BRIEF >> Across the entries below, how many lines contain the word "Segment"? Give the number alone.

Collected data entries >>
#####
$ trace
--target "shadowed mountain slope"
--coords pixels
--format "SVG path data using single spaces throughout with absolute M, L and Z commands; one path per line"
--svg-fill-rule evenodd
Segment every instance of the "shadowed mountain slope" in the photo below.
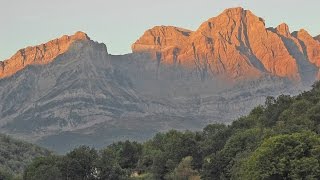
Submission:
M 196 31 L 155 27 L 121 56 L 85 33 L 63 36 L 1 63 L 0 131 L 66 152 L 228 124 L 267 96 L 307 89 L 318 45 L 242 8 Z

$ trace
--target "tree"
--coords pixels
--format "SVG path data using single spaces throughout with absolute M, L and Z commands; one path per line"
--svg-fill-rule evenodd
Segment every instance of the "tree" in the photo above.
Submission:
M 0 180 L 11 180 L 13 175 L 7 170 L 0 168 Z
M 0 169 L 10 174 L 22 174 L 34 158 L 49 154 L 44 148 L 0 134 Z
M 61 171 L 64 178 L 91 180 L 95 178 L 98 154 L 93 148 L 80 146 L 68 153 L 62 160 Z
M 320 137 L 311 132 L 263 142 L 242 168 L 241 179 L 320 179 Z
M 254 151 L 262 138 L 259 135 L 260 129 L 249 129 L 231 136 L 221 151 L 205 158 L 203 179 L 230 179 L 235 157 Z
M 59 164 L 61 157 L 48 156 L 36 158 L 24 171 L 24 180 L 61 180 Z
M 142 145 L 137 142 L 118 142 L 110 145 L 122 169 L 134 169 L 142 153 Z
M 201 142 L 202 156 L 220 151 L 230 136 L 228 127 L 224 124 L 210 124 L 203 129 L 203 141 Z
M 192 168 L 192 160 L 193 158 L 191 156 L 183 158 L 179 165 L 174 169 L 173 173 L 169 175 L 168 179 L 189 180 L 191 178 L 199 178 L 198 171 Z
M 156 179 L 163 179 L 165 174 L 168 173 L 166 168 L 167 157 L 163 152 L 158 151 L 153 158 L 151 172 L 154 174 Z
M 102 150 L 97 162 L 97 177 L 105 180 L 126 179 L 127 173 L 117 162 L 116 152 L 112 148 Z
M 277 99 L 267 97 L 263 116 L 260 118 L 264 127 L 272 127 L 276 124 L 280 114 L 286 110 L 293 102 L 293 98 L 288 95 L 280 95 Z

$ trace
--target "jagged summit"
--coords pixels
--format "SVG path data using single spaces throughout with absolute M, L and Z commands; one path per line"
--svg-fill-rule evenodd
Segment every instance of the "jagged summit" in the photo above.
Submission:
M 64 35 L 47 43 L 20 49 L 11 58 L 0 62 L 0 78 L 8 77 L 30 64 L 50 63 L 66 52 L 74 41 L 89 41 L 89 36 L 81 31 L 74 35 Z
M 285 37 L 289 37 L 291 35 L 289 26 L 286 23 L 282 23 L 282 24 L 278 25 L 276 28 L 276 31 Z
M 166 33 L 163 27 L 144 33 L 132 51 L 150 52 L 161 63 L 179 63 L 204 77 L 230 80 L 271 74 L 300 81 L 306 71 L 320 67 L 319 43 L 307 31 L 291 34 L 285 23 L 266 28 L 261 17 L 241 7 L 226 9 L 187 36 L 166 28 Z
M 11 76 L 29 64 L 47 64 L 77 40 L 90 38 L 79 31 L 21 49 L 10 59 L 0 62 L 0 78 Z M 131 48 L 133 53 L 150 53 L 159 63 L 192 69 L 201 78 L 234 81 L 268 74 L 300 81 L 305 78 L 305 72 L 320 68 L 319 41 L 320 36 L 312 37 L 303 29 L 291 33 L 285 23 L 267 28 L 263 18 L 236 7 L 208 19 L 196 31 L 155 26 Z M 309 79 L 316 77 L 320 78 L 320 73 Z
M 259 19 L 259 21 L 264 23 L 264 19 L 261 17 L 257 17 L 255 14 L 253 14 L 250 10 L 244 9 L 242 7 L 235 7 L 235 8 L 228 8 L 224 10 L 219 16 L 228 16 L 230 18 L 241 18 L 244 19 L 246 17 L 253 17 Z M 217 16 L 217 18 L 219 18 Z
M 71 37 L 77 40 L 90 40 L 90 37 L 82 31 L 77 31 L 74 35 L 71 35 Z
M 219 14 L 217 17 L 213 18 L 219 18 L 219 16 L 229 16 L 229 17 L 245 17 L 245 16 L 255 16 L 250 10 L 244 9 L 243 7 L 233 7 L 233 8 L 227 8 L 225 9 L 221 14 Z M 255 16 L 256 17 L 256 16 Z M 260 18 L 261 21 L 264 21 L 262 18 Z
M 132 45 L 134 52 L 144 52 L 153 49 L 160 50 L 162 46 L 171 47 L 185 43 L 192 31 L 174 26 L 156 26 L 147 30 L 144 35 Z M 150 47 L 148 44 L 153 44 Z
M 225 9 L 222 14 L 224 13 L 242 14 L 242 13 L 245 13 L 246 11 L 249 11 L 249 10 L 245 10 L 243 7 L 233 7 L 233 8 Z

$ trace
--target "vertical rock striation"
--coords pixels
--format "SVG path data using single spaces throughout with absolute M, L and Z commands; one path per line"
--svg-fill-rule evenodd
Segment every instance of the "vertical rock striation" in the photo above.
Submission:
#####
OUTPUT >> 4